QUOTED PASSAGE START

This is one of those "good news, but" medical stories.
New treatments for heart failure have made it much less likely that people with this chronic condition will die suddenly.
But an analysis by researchers at UCLA finds that the death rate for people with advanced heart failure remains stubbornly high, with 30 percent of people dying within three years.
"They're not dying suddenly, but their disease is still progressing," says Dr. Tamara Horwich, an assistant professor of medicine at UCLA and a co-author of the study, which was published in Circulation Heart Failure.
Still, that's a lot better than 50 years ago, when heart failure patients were pretty much sent home to die. Heart failure has many causes, including heart attack, diabetes, high blood pressure and viral infections. But the effect is the same: a heart that doesn't move blood effectively.
About 6 million people in the United States have heart failure, according to the Centers for Disease Control and Prevention, and is the primary cause of 55,000 deaths a year.
In the past 20 years, medical care for heart failure has changed radically, with new medications and devices. Horwich and her colleagues wanted to see if these advances were helping patients in the real world.
The people in this study were referred the UCLA center in their early 50s, on average; this is not a disease just for the old. The study looked at 2,500 patients who had been treated at UCLA from 1993 to 2010.
They found that three drugs — ACE inhibitors, beta blockers, and aldosterone antagonists — had been widely adopted for treatment of heart failure between 1993 and 2010. At the same time, the number of people with implanted automatic heart defibrillators went from 11 percent to 68 percent. The implanted defibrillators correct abnormal heart rhythms, a big cause of sudden death.

QUOTED PASSAGE END

▶ [BRIEF A]
List every cause of heart failure that the heart failure article names.
▶ [BRIEF B]
Continue the heart failure article from its final sentence.

RECORDED DATA START

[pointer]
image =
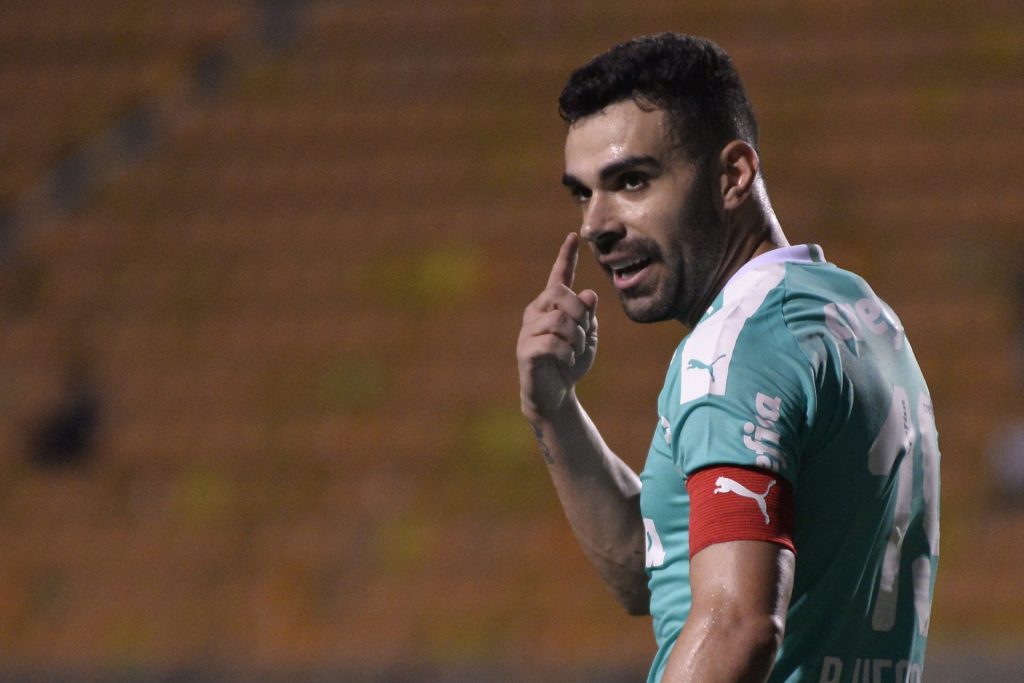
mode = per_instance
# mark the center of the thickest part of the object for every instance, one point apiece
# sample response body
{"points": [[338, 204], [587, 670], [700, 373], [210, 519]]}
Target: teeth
{"points": [[627, 266]]}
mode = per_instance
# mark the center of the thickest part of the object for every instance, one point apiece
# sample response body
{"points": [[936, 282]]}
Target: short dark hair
{"points": [[692, 79]]}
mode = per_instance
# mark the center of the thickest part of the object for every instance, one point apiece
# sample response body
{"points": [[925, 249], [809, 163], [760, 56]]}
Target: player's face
{"points": [[647, 211]]}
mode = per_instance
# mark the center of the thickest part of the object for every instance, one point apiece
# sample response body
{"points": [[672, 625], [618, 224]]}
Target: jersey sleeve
{"points": [[745, 393]]}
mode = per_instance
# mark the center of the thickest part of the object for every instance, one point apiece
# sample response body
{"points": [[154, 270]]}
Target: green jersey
{"points": [[799, 369]]}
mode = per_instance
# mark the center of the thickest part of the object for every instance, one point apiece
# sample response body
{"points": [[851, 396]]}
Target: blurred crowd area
{"points": [[262, 267]]}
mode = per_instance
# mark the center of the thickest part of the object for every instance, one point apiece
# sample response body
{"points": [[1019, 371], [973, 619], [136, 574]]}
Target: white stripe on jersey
{"points": [[708, 351]]}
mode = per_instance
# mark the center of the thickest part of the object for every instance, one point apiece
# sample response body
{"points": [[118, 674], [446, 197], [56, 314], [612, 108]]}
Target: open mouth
{"points": [[629, 274]]}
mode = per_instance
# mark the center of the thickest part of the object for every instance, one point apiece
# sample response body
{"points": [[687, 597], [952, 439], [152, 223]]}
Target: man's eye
{"points": [[580, 195], [634, 181]]}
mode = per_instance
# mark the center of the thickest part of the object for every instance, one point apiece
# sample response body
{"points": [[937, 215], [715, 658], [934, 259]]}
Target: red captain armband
{"points": [[739, 504]]}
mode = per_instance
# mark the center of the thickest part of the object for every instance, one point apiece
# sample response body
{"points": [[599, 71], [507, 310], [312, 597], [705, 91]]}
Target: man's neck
{"points": [[767, 237]]}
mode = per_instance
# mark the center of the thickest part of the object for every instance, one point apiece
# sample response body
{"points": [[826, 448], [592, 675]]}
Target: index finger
{"points": [[563, 271]]}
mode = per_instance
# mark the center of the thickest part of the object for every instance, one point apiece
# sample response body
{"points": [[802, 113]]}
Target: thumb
{"points": [[589, 299]]}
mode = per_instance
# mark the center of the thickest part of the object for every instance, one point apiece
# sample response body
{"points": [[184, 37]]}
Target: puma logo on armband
{"points": [[727, 485]]}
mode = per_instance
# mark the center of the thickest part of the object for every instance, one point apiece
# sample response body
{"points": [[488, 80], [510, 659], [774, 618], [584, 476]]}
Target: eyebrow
{"points": [[614, 169]]}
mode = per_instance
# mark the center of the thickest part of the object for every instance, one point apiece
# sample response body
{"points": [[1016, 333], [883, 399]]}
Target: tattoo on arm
{"points": [[539, 433]]}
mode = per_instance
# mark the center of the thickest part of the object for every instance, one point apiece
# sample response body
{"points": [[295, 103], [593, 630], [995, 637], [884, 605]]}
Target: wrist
{"points": [[541, 417]]}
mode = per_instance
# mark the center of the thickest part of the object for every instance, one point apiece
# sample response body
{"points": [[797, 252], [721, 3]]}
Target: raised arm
{"points": [[599, 493], [740, 594]]}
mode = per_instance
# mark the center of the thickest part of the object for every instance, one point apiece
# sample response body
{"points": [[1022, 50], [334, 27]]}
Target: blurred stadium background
{"points": [[261, 271]]}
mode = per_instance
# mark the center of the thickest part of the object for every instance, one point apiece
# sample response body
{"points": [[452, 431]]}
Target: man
{"points": [[785, 524]]}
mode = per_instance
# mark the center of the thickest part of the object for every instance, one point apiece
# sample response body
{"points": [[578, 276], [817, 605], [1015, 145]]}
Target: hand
{"points": [[558, 339]]}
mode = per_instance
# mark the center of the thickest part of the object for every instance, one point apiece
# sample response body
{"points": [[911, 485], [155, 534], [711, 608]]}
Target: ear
{"points": [[739, 164]]}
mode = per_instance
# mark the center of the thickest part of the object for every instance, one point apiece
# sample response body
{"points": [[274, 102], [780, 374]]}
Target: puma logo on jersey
{"points": [[727, 485], [700, 365]]}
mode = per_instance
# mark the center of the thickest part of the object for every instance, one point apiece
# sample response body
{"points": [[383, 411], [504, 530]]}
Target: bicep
{"points": [[742, 580]]}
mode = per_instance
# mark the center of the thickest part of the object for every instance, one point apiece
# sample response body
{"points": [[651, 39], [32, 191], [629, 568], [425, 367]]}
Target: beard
{"points": [[688, 263]]}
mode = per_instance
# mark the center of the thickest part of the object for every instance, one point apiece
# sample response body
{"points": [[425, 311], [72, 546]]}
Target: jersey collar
{"points": [[798, 254]]}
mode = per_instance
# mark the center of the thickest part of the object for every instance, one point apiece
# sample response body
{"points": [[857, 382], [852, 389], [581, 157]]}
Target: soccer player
{"points": [[784, 526]]}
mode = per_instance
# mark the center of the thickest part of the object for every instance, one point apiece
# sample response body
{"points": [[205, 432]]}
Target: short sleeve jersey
{"points": [[798, 369]]}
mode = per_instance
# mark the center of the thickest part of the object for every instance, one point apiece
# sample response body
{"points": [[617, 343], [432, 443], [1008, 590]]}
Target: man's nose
{"points": [[602, 224]]}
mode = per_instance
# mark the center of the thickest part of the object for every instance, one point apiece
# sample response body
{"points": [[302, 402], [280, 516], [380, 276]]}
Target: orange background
{"points": [[299, 307]]}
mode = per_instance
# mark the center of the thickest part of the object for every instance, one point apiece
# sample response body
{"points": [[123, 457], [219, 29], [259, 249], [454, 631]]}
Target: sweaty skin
{"points": [[669, 232]]}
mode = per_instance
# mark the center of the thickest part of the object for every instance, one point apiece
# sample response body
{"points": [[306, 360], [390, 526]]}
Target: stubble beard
{"points": [[684, 281]]}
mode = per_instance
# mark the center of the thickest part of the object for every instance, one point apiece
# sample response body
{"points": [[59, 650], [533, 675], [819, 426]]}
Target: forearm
{"points": [[724, 648], [600, 495]]}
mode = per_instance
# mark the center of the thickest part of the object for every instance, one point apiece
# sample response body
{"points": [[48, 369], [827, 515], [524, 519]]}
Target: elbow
{"points": [[760, 638]]}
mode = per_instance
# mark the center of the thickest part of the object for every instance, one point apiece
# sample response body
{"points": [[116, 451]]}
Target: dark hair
{"points": [[692, 79]]}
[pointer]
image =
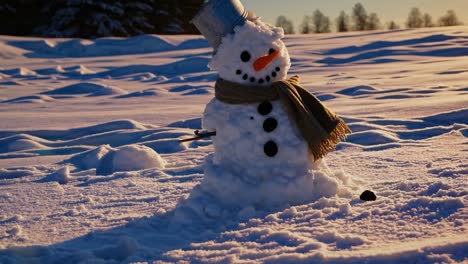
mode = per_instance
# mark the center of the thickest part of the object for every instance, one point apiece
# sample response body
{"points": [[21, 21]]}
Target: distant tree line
{"points": [[97, 18], [361, 20]]}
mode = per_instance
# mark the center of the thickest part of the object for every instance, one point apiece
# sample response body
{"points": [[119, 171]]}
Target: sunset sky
{"points": [[387, 10]]}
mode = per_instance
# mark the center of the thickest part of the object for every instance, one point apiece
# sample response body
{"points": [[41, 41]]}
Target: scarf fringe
{"points": [[333, 138]]}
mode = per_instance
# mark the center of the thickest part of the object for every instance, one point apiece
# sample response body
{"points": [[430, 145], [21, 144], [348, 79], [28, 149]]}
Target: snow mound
{"points": [[89, 159], [62, 176], [358, 90], [449, 118], [30, 99], [144, 93], [373, 137], [136, 157], [107, 160], [19, 72], [90, 89], [104, 46]]}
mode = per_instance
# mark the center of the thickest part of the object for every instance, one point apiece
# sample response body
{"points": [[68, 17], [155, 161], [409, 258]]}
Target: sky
{"points": [[387, 10]]}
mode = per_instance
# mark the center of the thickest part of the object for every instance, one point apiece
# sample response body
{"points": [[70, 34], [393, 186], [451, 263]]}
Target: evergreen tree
{"points": [[320, 22], [392, 25], [427, 20], [360, 17], [305, 27], [342, 22], [85, 18], [449, 19], [19, 17], [415, 18], [373, 22], [286, 24], [136, 17]]}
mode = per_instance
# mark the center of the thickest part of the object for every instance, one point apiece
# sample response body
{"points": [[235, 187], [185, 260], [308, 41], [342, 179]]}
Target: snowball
{"points": [[136, 157], [15, 231], [62, 175]]}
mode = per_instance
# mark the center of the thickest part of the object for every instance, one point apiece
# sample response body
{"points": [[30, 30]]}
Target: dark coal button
{"points": [[265, 108], [270, 148], [368, 196], [270, 124]]}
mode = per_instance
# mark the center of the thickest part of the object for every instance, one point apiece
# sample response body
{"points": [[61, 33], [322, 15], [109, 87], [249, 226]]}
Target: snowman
{"points": [[270, 133]]}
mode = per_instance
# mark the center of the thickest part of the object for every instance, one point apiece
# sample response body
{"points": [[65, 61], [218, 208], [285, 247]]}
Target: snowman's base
{"points": [[222, 190]]}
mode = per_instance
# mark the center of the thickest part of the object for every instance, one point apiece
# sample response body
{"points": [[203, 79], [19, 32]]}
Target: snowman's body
{"points": [[259, 156]]}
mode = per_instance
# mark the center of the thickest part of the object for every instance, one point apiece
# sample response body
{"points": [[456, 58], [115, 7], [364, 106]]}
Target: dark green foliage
{"points": [[19, 17], [97, 18]]}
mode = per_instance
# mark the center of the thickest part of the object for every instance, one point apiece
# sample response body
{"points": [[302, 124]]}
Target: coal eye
{"points": [[245, 56]]}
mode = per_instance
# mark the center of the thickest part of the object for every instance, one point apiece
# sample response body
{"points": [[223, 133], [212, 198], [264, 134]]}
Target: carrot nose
{"points": [[262, 62]]}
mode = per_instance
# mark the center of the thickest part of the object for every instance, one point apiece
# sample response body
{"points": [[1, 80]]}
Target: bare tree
{"points": [[342, 22], [305, 27], [449, 19], [392, 25], [415, 18], [373, 22], [427, 20], [286, 24], [360, 17], [320, 22]]}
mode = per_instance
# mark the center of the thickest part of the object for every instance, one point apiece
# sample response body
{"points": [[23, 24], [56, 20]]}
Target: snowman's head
{"points": [[253, 55]]}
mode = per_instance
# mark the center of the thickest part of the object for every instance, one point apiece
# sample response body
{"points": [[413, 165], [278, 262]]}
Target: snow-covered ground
{"points": [[91, 169]]}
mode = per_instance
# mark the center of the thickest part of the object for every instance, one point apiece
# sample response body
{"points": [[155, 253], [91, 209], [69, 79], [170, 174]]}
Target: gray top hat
{"points": [[217, 18]]}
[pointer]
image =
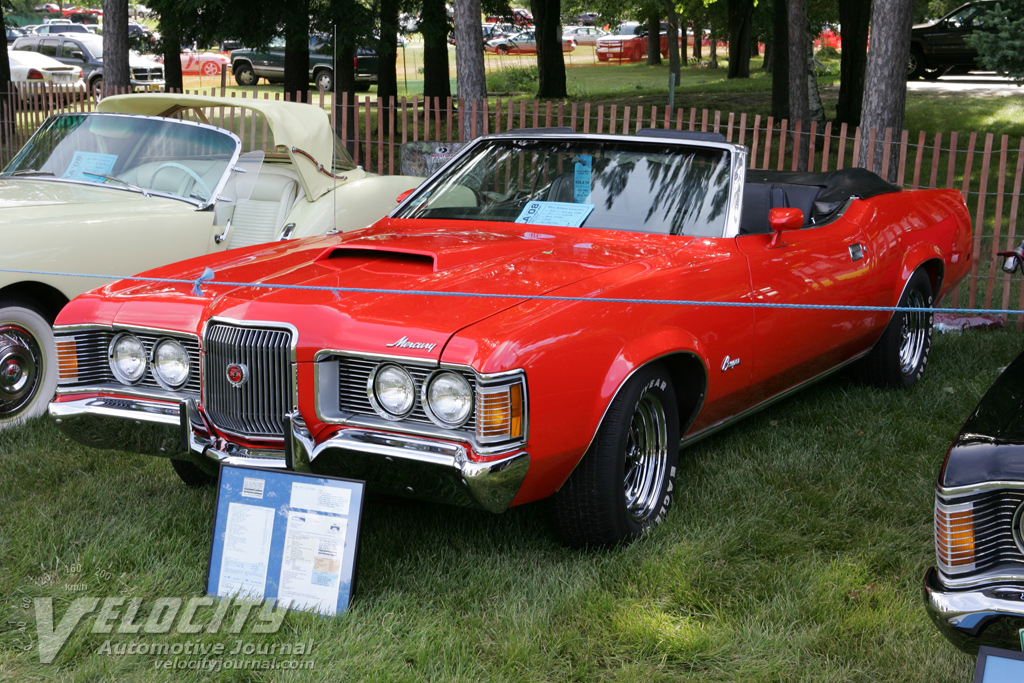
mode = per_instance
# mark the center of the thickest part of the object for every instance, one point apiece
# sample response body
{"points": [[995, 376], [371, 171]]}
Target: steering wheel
{"points": [[187, 171]]}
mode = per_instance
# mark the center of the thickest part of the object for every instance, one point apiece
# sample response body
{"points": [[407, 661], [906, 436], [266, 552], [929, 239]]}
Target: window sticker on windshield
{"points": [[563, 214], [89, 166], [581, 177]]}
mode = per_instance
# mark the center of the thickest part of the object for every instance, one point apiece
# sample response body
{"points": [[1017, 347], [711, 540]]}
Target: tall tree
{"points": [[7, 94], [116, 73], [469, 62], [885, 90], [780, 60], [434, 27], [740, 14], [297, 49], [387, 57], [854, 16], [550, 60], [799, 39], [654, 37]]}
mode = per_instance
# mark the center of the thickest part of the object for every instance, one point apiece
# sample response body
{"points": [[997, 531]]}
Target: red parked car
{"points": [[550, 315], [629, 43]]}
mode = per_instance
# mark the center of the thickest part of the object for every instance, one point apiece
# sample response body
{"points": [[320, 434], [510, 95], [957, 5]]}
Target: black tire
{"points": [[624, 484], [28, 361], [900, 356], [324, 80], [192, 475], [244, 74], [915, 63]]}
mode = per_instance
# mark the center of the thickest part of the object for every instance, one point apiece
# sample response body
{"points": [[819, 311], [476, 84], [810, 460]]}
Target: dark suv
{"points": [[939, 46], [250, 66], [86, 51]]}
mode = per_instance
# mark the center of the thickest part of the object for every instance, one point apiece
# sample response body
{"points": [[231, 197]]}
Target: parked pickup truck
{"points": [[249, 66]]}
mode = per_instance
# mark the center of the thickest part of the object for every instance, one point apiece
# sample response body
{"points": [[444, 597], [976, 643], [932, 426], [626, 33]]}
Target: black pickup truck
{"points": [[940, 45], [250, 66]]}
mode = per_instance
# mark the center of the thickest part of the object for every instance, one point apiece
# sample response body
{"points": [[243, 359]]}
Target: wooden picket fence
{"points": [[987, 169]]}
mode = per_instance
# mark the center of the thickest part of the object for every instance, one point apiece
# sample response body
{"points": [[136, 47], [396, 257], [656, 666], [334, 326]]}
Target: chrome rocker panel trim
{"points": [[396, 464], [981, 616]]}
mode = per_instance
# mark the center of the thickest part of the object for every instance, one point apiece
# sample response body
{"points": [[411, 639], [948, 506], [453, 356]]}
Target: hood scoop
{"points": [[383, 260]]}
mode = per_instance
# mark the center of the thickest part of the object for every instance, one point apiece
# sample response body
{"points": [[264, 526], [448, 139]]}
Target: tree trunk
{"points": [[798, 37], [344, 88], [815, 110], [854, 16], [469, 65], [740, 12], [297, 51], [885, 90], [170, 41], [7, 95], [653, 39], [117, 76], [387, 57], [674, 42], [550, 61], [433, 26], [780, 61]]}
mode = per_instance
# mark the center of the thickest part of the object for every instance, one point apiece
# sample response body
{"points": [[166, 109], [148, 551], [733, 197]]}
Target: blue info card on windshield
{"points": [[564, 214], [89, 166]]}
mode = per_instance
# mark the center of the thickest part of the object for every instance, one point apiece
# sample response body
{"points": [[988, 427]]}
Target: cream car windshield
{"points": [[641, 186], [146, 155]]}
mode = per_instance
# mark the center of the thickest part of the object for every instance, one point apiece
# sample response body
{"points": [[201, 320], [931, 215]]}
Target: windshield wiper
{"points": [[30, 171], [127, 184]]}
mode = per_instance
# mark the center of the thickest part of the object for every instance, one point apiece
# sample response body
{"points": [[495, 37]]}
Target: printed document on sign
{"points": [[247, 550], [310, 567]]}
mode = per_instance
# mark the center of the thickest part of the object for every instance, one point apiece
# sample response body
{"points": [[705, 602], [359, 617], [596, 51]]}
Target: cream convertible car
{"points": [[147, 180]]}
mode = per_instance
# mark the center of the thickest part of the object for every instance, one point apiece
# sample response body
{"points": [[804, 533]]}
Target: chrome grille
{"points": [[353, 374], [257, 408], [94, 368], [993, 528]]}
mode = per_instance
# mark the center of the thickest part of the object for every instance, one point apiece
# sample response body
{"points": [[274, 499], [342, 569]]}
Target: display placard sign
{"points": [[997, 666], [288, 536]]}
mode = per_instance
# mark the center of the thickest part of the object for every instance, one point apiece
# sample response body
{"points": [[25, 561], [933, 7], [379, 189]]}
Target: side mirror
{"points": [[783, 219]]}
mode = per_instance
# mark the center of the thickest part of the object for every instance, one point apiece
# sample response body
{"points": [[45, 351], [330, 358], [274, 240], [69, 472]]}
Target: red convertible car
{"points": [[551, 315]]}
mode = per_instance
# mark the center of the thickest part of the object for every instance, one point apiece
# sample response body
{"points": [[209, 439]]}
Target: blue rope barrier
{"points": [[208, 274]]}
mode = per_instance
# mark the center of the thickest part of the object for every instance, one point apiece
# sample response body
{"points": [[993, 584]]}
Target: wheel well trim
{"points": [[684, 421], [46, 297]]}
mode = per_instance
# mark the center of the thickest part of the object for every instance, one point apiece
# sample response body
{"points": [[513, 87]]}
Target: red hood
{"points": [[393, 256]]}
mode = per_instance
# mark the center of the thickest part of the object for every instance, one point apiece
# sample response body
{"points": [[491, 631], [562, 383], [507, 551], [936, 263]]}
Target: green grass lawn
{"points": [[795, 553]]}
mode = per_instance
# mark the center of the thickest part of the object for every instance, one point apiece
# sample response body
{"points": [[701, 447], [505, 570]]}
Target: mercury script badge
{"points": [[237, 374], [404, 343]]}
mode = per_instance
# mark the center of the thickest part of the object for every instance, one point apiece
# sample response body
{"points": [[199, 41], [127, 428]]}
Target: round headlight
{"points": [[450, 399], [127, 358], [393, 391], [170, 363]]}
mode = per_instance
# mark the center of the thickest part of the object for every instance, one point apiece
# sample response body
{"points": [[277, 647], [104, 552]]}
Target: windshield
{"points": [[605, 184], [166, 157]]}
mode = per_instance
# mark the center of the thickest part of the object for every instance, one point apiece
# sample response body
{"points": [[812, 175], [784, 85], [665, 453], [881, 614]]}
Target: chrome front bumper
{"points": [[987, 615], [395, 464]]}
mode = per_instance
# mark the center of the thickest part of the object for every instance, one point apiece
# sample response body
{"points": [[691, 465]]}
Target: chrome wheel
{"points": [[20, 361], [646, 457], [914, 333]]}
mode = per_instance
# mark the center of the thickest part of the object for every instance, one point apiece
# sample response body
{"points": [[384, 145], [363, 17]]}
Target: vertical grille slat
{"points": [[258, 407]]}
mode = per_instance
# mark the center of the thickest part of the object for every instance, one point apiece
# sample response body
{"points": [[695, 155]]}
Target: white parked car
{"points": [[146, 180], [29, 68]]}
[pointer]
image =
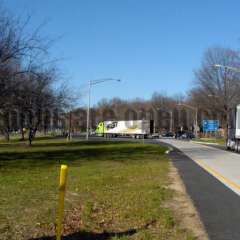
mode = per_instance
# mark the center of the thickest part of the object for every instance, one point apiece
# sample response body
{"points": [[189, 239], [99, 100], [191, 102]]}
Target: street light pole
{"points": [[90, 84], [88, 108], [196, 116]]}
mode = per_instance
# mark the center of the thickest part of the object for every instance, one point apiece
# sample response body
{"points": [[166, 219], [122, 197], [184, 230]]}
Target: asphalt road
{"points": [[212, 178]]}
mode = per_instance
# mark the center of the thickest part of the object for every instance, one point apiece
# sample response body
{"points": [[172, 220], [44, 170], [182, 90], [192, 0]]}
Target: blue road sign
{"points": [[210, 125]]}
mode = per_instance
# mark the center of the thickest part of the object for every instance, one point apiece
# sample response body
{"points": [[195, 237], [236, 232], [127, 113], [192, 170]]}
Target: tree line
{"points": [[214, 92], [29, 81]]}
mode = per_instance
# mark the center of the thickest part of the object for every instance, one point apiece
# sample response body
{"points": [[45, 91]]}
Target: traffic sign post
{"points": [[210, 125]]}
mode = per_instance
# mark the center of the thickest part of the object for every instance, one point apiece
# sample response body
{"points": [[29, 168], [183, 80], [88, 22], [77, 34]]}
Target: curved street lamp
{"points": [[90, 84]]}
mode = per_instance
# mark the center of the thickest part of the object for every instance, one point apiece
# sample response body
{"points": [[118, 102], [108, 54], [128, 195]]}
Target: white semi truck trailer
{"points": [[133, 128]]}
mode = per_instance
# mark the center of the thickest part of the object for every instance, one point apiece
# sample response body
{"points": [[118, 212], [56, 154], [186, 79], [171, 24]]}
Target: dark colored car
{"points": [[184, 135], [168, 134]]}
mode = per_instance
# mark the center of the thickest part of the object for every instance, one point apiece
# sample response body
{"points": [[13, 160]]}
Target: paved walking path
{"points": [[223, 165], [212, 178]]}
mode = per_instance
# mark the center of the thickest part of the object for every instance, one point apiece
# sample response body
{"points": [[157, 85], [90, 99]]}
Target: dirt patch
{"points": [[183, 207]]}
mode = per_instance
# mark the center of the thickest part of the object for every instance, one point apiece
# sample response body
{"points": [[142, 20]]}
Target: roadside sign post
{"points": [[210, 125], [62, 189]]}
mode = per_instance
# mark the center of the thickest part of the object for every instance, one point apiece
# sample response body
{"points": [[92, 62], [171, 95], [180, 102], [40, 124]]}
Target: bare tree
{"points": [[217, 89]]}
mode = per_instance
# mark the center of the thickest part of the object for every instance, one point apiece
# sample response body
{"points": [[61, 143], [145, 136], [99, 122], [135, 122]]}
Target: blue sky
{"points": [[152, 45]]}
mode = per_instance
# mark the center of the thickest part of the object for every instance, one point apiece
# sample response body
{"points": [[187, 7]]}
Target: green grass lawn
{"points": [[115, 191]]}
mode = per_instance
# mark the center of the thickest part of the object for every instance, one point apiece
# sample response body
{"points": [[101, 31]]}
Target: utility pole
{"points": [[90, 84]]}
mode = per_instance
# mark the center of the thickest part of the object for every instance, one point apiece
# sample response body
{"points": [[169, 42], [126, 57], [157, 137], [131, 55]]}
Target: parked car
{"points": [[168, 134], [184, 135]]}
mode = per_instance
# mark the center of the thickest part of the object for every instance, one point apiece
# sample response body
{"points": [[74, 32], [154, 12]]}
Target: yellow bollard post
{"points": [[62, 188]]}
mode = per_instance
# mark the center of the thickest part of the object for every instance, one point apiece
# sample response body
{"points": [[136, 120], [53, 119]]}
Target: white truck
{"points": [[133, 128]]}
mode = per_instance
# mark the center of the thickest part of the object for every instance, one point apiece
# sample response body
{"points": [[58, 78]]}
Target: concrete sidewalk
{"points": [[223, 165]]}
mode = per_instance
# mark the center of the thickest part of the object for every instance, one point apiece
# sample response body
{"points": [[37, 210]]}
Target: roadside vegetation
{"points": [[116, 190]]}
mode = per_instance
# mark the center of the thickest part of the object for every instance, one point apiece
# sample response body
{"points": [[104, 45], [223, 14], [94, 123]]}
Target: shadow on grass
{"points": [[92, 236], [86, 152]]}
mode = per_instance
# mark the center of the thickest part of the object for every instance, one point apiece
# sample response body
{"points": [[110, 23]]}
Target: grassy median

RECORDED DATA END

▶ [RESPONSE AREA A]
Heart attack, diabetes, high blood pressure, and viral infections.

▶ [RESPONSE AREA B]
Death rates were 42 percent lower for patients in the most recent treatment group, between 2005 and 2010, than for the patients in the 1990s. That was largely due to a drop in sudden cardiac deaths.
But deaths from progressive heart failure remained high, with 31 percent of patients dying in the latter part of the study, compared to 36 percent in the 1990s. People could be coming to UCLA sicker than in years past, Horwich speculates, having survived heart attacks and other problems that would have killed them in the past.
But it could also be because those people are ending up on implantable ventricular assist pumps or getting heart transplants, very expensive treatments that are difficult for many people to tolerate.
"We're not curing the disease," Horwich tells Shots. "We're delaying the inevitable." And that means, she says, that "we still have a lot of hard work ahead of us" in finding ways to prevent and treat heart failure.